§ What is being asked:
Write out the stretch of the review of Hunk from "Bradley is trying" through "the worst element.", word for word.

§ Document segment:

Jump to The Witches Mountain (1972)
033. Hunk (1987)
Director: Lawrence Bassoff
Writer: Lawrence Bassoff
From: Cult Cinema
Bradley, a down-on-his-luck computer programmer, is offered the chance to be exactly the kind of man he's always wanted to be, only the price will be helping the Devil in his evil works throughout history.
One of the first lines of dialogue in this movie is, “'Hunk.' Call me 'Hunk' for now.” I texted Faraday Rage, “I'm not going to make it. I'm already dead. Already dead and this is Hell.”
The movie very quickly surprised me, though. The initial framing device is Hunk Golden (typing that makes me want to die) going to psychologist Dr. Susan “Sunny” Graves to tell her that he used to be Bradley Brinkman. He has until midnight on Labor Day to reverse the change or Bradley and Hunk will both be doomed. The doctor doesn't believe him, so he tells her his story.
Flashback to Bradley's story, a computer programmer who needs the next big idea or he's going to be fired. After typing, “I'd sell my soul for a moneymaking program,” a demon possesses it a la Evilspeak and produces “The Yuppie Program,” an instructional guide on how to be a yuppie. It sells 50,000 copies in its first week and is a huge success.
Based on that success, Bradley's boss gives him the summer off to rent a beach house and observe the yuppies in their natural habitat while working on the next great program. He meets Chachka, the local “eccentric personality,” and she introduces him around to the cartoonishly mean-spirited yuppie stereotypes.
And this is what the movie gets right. These characters are all cartoons—not big, over-the-top, screaming annoyances, just campy send-ups of these stereotypes. I knew, as soon as Chachka took Bradley to the beach to meet them that they'd be exactly these characters and the film almost feels like it's poking fun at me for assuming that, like the joke is imagining characters like this at all.
There is a nice goofy tone that the movie generally maintains. Everything is done with a winking sense of camp so it stays silly but never devolves into stupid. It even manages to land a few good jokes, like when Bradley is offered the deal to sell his soul.
Bradley is trying to fit in, can't, and the demon O'Brien shows up—a beautiful woman that Bradley is nuts over. She offers him the chance to become Hunk on a “sell your soul for the summer trial offer.” Hell, it turns out, is a giant 80's corporation, The Devil Himself, Inc. run by Dr. D. It's a cheap gag, but works because the movie gets the tone right as it does for almost everything.
Bradley wakes up as Hunk, enjoys the fruits of being a beefcake, and then meets Dr. D, played by James Coco who decided this needed to be a campy devil, and he was right. Dr. D explains to Hunk that, rather than spending eternity in torment, he'll be the devil's right-hand man working with him to spread evil throughout time. Now aware of his fate, Hunk panics and seeks out Dr. Sunny, catching us up to the start of the movie and getting us to the worst element.

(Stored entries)
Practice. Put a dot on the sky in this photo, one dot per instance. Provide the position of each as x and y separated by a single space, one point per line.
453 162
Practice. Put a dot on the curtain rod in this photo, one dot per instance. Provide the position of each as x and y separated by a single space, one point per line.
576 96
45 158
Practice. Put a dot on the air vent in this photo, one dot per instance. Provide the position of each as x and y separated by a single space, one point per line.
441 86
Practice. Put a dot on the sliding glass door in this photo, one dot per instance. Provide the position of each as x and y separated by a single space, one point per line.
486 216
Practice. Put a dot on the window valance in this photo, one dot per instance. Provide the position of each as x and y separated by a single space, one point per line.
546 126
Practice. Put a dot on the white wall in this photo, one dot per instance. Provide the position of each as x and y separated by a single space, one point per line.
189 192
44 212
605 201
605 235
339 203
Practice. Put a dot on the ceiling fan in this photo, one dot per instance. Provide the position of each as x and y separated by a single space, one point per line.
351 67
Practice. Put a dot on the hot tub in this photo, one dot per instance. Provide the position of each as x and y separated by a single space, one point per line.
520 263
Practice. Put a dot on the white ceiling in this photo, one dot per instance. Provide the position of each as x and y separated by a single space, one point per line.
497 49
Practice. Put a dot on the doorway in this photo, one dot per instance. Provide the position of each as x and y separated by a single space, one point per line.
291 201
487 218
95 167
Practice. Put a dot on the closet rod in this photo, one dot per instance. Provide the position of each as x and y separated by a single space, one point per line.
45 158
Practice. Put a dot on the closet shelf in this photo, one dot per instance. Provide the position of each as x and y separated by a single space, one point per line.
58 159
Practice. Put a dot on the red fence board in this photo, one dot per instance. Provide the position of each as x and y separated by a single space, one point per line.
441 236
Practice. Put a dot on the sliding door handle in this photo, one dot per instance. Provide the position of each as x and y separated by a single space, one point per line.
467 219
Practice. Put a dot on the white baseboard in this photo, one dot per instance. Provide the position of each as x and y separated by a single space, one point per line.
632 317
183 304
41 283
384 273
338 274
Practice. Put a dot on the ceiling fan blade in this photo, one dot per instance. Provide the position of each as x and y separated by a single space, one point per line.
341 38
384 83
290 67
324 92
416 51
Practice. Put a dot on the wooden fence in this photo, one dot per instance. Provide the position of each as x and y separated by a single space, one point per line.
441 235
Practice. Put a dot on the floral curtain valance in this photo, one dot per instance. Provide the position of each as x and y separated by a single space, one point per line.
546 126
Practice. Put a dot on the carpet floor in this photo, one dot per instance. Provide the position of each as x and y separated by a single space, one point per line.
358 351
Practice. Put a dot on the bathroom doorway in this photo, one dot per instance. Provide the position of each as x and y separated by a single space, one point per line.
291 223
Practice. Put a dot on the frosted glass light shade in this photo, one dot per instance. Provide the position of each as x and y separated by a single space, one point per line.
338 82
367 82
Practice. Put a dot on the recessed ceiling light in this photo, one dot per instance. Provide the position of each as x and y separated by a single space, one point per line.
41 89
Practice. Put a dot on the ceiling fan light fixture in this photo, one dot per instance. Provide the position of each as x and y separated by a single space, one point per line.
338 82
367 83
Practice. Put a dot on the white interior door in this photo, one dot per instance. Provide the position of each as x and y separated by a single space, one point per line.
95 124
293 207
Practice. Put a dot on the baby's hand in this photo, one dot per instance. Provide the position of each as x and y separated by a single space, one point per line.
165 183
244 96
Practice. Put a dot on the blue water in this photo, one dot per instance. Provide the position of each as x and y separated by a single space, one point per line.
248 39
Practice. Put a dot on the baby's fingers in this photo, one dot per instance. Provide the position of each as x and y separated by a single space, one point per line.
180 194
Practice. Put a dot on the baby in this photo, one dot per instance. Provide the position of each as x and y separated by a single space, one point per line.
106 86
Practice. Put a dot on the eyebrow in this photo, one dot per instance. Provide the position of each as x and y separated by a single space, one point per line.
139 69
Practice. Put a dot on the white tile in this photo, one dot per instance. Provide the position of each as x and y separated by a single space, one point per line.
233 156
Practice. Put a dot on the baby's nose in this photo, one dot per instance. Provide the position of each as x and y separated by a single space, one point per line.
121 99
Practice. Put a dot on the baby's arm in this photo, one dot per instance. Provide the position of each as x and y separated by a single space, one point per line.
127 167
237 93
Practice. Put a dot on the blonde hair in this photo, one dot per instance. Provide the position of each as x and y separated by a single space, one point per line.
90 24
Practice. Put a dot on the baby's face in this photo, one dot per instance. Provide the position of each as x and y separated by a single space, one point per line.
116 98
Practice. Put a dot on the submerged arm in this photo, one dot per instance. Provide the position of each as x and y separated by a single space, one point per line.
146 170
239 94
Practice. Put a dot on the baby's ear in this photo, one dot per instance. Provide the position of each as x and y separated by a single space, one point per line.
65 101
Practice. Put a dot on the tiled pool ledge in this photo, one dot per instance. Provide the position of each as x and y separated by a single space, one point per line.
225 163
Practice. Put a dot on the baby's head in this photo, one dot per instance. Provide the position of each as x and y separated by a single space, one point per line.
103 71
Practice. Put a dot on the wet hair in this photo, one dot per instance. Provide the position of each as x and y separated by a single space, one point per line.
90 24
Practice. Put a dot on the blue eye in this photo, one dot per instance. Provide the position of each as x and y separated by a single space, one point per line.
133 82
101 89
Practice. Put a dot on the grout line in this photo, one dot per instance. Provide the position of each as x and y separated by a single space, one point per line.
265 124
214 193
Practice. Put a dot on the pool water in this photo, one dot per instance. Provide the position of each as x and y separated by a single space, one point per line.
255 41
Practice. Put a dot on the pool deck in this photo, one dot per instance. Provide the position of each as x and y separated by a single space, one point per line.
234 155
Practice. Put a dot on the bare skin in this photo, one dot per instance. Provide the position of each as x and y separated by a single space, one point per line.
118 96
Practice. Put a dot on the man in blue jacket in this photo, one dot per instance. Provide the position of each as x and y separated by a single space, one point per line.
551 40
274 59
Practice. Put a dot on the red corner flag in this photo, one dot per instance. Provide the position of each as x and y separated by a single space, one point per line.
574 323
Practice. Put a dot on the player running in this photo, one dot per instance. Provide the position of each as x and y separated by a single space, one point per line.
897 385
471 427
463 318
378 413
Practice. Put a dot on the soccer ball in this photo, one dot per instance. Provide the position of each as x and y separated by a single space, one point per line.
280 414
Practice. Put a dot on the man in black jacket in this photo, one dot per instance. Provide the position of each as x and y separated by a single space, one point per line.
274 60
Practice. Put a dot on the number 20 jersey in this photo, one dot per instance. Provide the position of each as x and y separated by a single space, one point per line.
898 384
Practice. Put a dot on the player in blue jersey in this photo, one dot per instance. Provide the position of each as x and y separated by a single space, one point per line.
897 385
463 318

§ Answer to this exercise:
Bradley is trying to fit in, can't, and the demon O'Brien shows up—a beautiful woman that Bradley is nuts over. She offers him the chance to become Hunk on a “sell your soul for the summer trial offer.” Hell, it turns out, is a giant 80's corporation, The Devil Himself, Inc. run by Dr. D. It's a cheap gag, but works because the movie gets the tone right as it does for almost everything.
Bradley wakes up as Hunk, enjoys the fruits of being a beefcake, and then meets Dr. D, played by James Coco who decided this needed to be a campy devil, and he was right. Dr. D explains to Hunk that, rather than spending eternity in torment, he'll be the devil's right-hand man working with him to spread evil throughout time. Now aware of his fate, Hunk panics and seeks out Dr. Sunny, catching us up to the start of the movie and getting us to the worst element.